## TASK STATEMENT
Rewrite all of the material below, putting "place a single marker" wherever "drop one marker" appears and keeping everything else the same.

Pointing material:
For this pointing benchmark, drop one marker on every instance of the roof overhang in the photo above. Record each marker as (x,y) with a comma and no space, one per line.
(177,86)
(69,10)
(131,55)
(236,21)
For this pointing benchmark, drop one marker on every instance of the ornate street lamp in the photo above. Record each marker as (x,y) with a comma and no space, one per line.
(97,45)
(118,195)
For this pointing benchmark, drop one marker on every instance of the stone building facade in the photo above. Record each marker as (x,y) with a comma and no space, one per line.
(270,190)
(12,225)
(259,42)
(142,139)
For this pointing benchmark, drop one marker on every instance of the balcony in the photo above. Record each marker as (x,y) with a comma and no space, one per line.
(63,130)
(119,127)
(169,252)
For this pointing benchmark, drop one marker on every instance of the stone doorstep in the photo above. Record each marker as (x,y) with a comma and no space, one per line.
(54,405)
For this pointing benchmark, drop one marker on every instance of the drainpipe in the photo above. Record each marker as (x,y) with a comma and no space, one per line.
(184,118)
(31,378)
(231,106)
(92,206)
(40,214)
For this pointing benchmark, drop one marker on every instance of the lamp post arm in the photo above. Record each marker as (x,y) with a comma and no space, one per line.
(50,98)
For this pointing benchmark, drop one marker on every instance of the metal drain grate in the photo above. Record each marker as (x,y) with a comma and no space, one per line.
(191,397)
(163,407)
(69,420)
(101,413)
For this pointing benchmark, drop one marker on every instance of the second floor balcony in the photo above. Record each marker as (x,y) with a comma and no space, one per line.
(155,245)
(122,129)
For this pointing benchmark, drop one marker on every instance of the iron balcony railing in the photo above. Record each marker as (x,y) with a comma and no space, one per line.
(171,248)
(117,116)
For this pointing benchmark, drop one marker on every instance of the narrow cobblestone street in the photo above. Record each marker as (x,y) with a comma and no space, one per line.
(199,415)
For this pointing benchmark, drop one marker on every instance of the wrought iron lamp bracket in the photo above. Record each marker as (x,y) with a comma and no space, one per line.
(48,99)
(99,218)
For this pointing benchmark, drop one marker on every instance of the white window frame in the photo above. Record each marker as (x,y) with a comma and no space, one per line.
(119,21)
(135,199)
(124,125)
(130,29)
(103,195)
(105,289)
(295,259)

## RESULT OF THE EXERCISE
For this pointing benchmark, place a single marker on every instance of the roof overhang in the photo above. Record each marker as (x,y) with a comma and no space, one per line.
(177,86)
(69,10)
(131,55)
(236,21)
For this pointing benchmark, place a single marker on every instance of the ornate street lamp in the photo above. Record each marker as (x,y) with a comma and no space, one per line.
(97,45)
(118,195)
For this pointing benchmark, place a single marker on every instance of the stone building facade in the photo above. Record each marker as (x,y) with a comma and no space, one per line.
(270,190)
(12,225)
(259,42)
(142,139)
For this pointing benchmark, place a single marker on every instance of the balcony in the photo above. Record each marker as (x,y) with a comma and no space, one per line.
(63,130)
(119,127)
(169,252)
For this pointing benchmark, place a single marker on every instance of the stone doorstep in the photo above. Record each marker as (x,y) with a comma and no space, one per line.
(54,405)
For this pointing benchmark, place a single marker on every instance of the drainpipe in the photo above. Record each marker as (x,y) with a comma and no space, one per line.
(184,118)
(31,378)
(231,106)
(92,206)
(40,214)
For this pointing benchmark, place a single marker on every instance of the lamp post arm in the photo above. Record each marker as (x,y) with a comma and no space, one per line.
(50,98)
For this pointing benchmark, place a single marker on every instance of the metal drain grate in the photo above. Record each marker as (x,y) with a comma and no space, one per line.
(191,397)
(163,407)
(69,420)
(101,413)
For this pointing benchmark, place a single marker on every instance of the second floor balcony in the photo above. Record each marker as (x,y) with a comma and no space, one per line.
(155,245)
(122,129)
For this pointing benchmark, place a single marker on every instance of the iron balcony railing in the photo above. Record each marker as (x,y) with a comma and no space, one per line.
(171,248)
(117,116)
For this pointing benchmark, place a single marker on every instance of the narrow cobblestone street in the photo above. Record each marker as (x,y) with a comma and no space, one per line.
(199,415)
For this pointing benchmark, place a single marker on every instance of the wrought iron lamp bracket in the photo above. Record each marker as (x,y) with a comma and no space, one per line.
(48,99)
(99,218)
For this pointing benchmark, place a single marker on every instance of the white window frame in the photo above. Record each marker as (x,y) with a comma and no space, one per line.
(119,21)
(135,199)
(124,125)
(130,29)
(103,195)
(105,289)
(295,259)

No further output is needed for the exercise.